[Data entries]
_ _ _ _ _
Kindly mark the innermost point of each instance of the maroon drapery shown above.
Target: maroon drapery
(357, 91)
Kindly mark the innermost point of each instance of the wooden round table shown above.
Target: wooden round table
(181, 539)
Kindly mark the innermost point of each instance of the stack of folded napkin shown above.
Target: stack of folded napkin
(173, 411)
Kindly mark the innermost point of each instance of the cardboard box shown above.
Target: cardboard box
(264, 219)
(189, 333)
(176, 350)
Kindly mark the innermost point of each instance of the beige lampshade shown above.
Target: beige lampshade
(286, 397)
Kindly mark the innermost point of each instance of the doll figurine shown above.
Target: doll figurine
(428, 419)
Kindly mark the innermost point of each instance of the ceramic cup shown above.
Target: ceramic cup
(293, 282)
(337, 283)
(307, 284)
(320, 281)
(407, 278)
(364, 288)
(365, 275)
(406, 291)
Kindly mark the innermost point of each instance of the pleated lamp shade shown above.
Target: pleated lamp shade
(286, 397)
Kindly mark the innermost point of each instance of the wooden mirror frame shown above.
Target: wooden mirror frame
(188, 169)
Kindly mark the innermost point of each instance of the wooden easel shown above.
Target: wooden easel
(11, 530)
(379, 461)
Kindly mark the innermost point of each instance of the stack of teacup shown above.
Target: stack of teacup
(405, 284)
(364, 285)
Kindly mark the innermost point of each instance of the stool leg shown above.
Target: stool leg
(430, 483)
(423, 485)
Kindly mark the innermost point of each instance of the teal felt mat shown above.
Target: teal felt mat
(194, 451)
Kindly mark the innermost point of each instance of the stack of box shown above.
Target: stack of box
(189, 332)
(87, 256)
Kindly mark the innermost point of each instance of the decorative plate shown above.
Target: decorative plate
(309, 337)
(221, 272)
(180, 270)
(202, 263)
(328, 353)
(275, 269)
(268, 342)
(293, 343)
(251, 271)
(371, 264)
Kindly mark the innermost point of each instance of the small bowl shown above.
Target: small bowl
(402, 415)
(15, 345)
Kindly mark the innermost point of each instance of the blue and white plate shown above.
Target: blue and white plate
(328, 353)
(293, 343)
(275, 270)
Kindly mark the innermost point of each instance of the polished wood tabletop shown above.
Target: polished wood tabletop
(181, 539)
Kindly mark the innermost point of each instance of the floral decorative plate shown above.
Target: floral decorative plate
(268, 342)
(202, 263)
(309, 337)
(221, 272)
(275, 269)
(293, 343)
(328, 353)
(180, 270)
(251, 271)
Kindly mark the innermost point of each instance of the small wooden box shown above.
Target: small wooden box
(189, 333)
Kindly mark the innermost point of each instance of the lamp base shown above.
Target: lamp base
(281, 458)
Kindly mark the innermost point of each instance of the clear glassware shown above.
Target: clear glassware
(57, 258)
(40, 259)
_ _ _ _ _
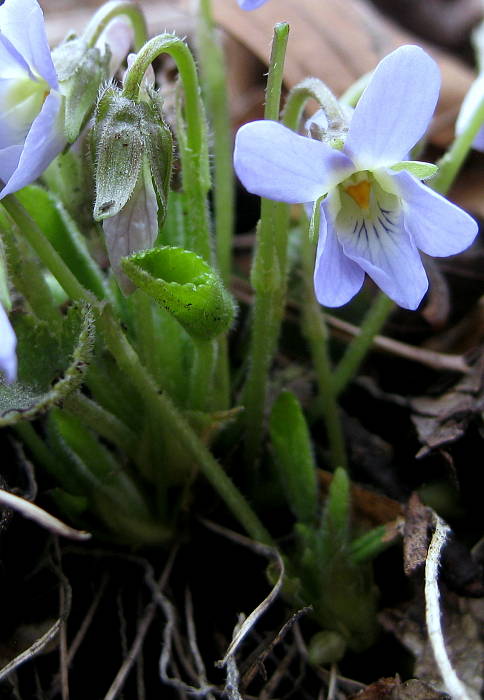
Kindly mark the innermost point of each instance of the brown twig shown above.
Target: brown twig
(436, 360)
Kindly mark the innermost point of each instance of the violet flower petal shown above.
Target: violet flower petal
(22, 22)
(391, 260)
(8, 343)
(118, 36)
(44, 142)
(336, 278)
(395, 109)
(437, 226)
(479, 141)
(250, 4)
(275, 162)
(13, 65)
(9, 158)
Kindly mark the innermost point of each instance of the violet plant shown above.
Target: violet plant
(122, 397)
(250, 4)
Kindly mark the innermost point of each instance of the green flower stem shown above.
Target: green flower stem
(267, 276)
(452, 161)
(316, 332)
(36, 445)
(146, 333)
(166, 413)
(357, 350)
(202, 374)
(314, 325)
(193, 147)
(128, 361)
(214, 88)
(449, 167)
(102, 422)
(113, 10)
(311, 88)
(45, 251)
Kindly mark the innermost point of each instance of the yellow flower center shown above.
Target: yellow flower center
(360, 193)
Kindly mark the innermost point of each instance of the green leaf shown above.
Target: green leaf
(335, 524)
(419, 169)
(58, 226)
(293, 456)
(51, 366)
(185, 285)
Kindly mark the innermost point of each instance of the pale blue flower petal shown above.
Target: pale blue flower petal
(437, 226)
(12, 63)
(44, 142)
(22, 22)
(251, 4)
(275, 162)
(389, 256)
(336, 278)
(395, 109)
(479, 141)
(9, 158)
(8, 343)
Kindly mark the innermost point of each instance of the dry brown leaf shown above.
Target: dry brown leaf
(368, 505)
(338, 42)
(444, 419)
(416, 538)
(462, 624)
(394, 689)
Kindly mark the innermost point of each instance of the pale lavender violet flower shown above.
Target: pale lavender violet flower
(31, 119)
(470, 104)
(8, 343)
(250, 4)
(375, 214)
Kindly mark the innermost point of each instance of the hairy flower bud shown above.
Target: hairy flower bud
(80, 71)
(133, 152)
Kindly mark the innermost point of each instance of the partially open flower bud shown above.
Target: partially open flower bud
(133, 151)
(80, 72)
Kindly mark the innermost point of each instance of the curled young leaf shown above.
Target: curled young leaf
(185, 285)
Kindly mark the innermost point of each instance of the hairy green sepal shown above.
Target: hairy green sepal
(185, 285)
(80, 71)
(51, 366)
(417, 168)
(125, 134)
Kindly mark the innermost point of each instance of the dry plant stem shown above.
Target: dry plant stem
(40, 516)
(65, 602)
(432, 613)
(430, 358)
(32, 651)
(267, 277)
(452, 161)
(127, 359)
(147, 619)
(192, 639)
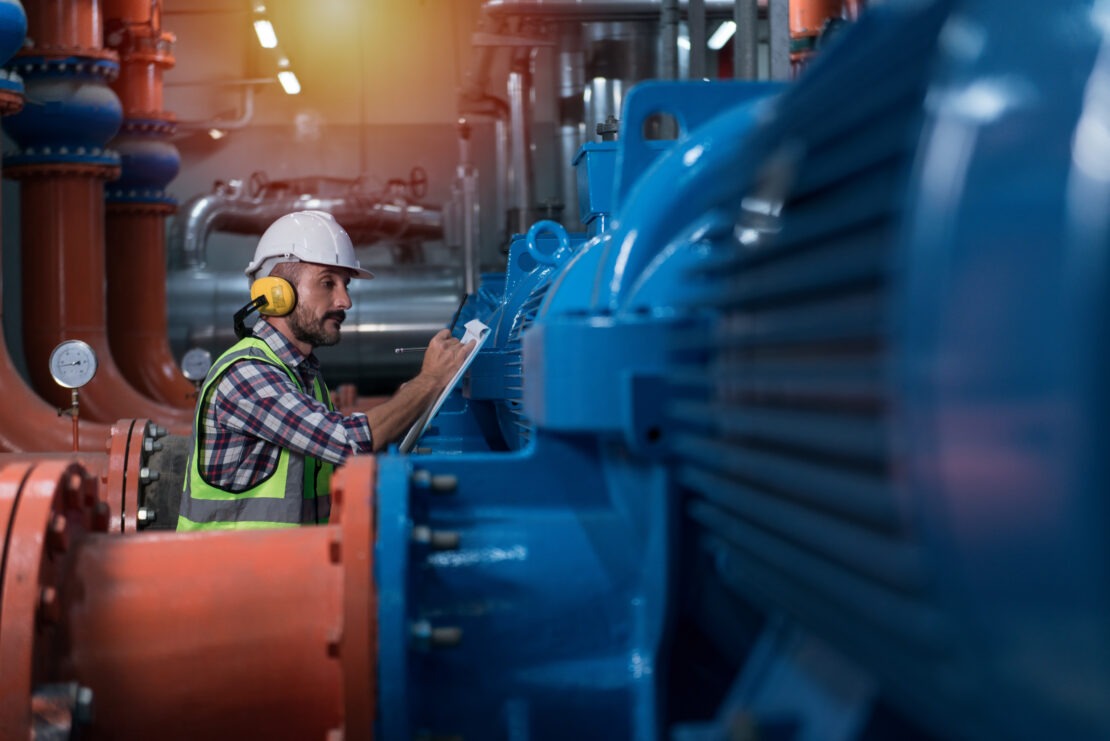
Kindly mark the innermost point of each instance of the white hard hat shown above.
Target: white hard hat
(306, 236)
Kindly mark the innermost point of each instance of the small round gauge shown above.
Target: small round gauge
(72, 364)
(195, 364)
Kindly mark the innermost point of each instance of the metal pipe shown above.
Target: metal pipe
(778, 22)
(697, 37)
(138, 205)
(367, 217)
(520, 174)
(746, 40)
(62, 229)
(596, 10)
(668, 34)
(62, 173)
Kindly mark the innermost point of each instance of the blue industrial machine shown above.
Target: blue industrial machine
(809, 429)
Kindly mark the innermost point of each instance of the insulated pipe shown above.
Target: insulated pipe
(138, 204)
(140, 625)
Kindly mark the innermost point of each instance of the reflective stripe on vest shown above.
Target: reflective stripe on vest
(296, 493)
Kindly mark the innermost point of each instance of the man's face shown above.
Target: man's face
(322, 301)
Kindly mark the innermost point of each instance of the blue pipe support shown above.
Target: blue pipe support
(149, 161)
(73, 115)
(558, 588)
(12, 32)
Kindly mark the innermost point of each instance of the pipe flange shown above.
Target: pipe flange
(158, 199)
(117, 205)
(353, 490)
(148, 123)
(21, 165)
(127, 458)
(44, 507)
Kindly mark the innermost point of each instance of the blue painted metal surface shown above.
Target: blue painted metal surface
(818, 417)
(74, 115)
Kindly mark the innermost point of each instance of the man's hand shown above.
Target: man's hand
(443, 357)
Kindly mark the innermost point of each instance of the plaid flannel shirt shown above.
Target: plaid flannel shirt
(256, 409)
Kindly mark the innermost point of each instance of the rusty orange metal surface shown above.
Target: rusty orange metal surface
_ _ _ _ _
§ **What to work on**
Count the lines in the items above that contain the string "machine". Give only the number.

§ **Exercise answer**
2